— Start WORKING DATA —

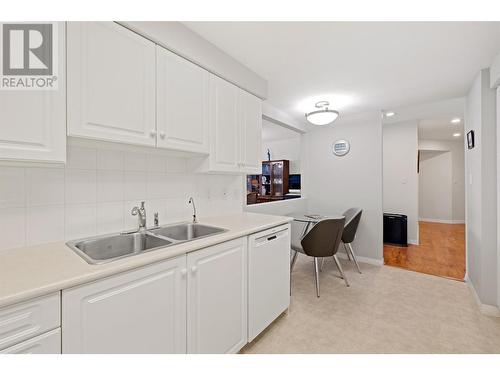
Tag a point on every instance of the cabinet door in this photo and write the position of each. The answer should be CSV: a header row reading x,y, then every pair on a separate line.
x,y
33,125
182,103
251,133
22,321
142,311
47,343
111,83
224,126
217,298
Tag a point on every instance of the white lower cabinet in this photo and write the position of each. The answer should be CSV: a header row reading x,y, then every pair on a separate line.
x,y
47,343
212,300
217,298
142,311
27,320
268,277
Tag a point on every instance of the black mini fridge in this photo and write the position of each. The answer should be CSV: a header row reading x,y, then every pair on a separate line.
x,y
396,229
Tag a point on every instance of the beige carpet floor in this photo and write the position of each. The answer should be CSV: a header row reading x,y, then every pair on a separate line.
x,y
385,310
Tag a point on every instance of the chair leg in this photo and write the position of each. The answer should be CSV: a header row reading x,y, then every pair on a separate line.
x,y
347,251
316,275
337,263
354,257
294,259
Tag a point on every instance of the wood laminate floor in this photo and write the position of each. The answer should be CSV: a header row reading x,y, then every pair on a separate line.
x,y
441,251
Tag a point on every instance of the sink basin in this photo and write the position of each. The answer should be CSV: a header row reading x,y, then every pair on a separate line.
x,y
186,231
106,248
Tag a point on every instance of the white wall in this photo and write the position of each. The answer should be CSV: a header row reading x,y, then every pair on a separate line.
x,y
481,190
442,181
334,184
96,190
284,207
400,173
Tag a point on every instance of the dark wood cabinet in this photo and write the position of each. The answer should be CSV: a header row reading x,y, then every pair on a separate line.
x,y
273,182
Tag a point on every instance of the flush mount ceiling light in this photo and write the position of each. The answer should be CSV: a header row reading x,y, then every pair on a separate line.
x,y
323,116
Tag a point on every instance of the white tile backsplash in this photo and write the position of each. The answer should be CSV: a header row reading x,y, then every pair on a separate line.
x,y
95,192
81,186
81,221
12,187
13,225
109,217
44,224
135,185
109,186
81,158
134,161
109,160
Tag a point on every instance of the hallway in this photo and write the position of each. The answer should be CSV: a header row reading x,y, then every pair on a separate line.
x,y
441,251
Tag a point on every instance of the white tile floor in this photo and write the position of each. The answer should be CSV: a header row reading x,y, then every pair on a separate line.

— End WORKING DATA —
— Start WORKING DATA —

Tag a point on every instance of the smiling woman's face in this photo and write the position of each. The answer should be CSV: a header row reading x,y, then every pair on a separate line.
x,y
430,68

— End WORKING DATA —
— Start WORKING DATA —

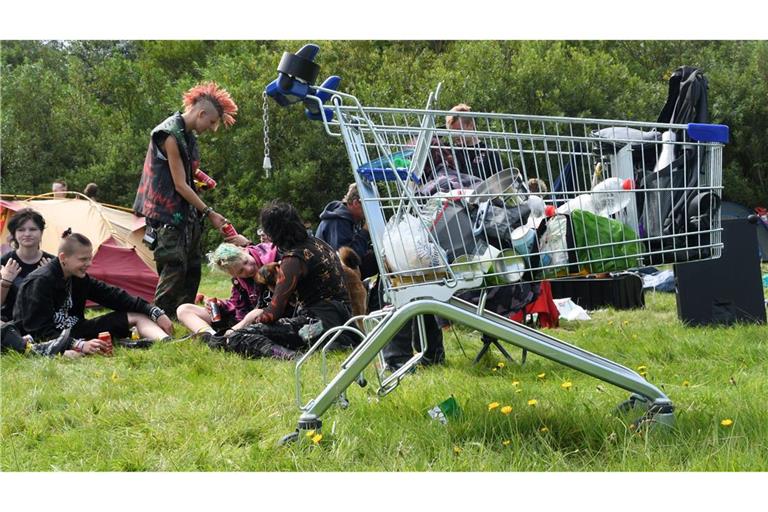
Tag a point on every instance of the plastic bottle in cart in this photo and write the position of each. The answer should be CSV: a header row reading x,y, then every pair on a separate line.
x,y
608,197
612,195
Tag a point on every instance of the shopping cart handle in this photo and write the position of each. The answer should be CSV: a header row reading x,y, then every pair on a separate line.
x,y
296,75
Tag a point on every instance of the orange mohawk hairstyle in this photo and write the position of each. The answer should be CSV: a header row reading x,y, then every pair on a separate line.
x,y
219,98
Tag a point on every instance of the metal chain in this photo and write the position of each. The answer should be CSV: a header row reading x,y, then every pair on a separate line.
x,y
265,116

— End WORKING DATA —

### WHAT IS NEEDED
Filter the listing above to the lines that contain the word "cart", copying each one in full. Case counts.

### FINAL RESULT
Tag a point on every instance of the plastic bottle in cart in this photo and write the position of each. The answer should be CSV: a header row reading x,y, then every pair on a separate line.
Tag a point on every instance of the shopping cart handle in this photo and write the position of each. The answer should be CSV: a header row reading x,y, then every pair on a separate line.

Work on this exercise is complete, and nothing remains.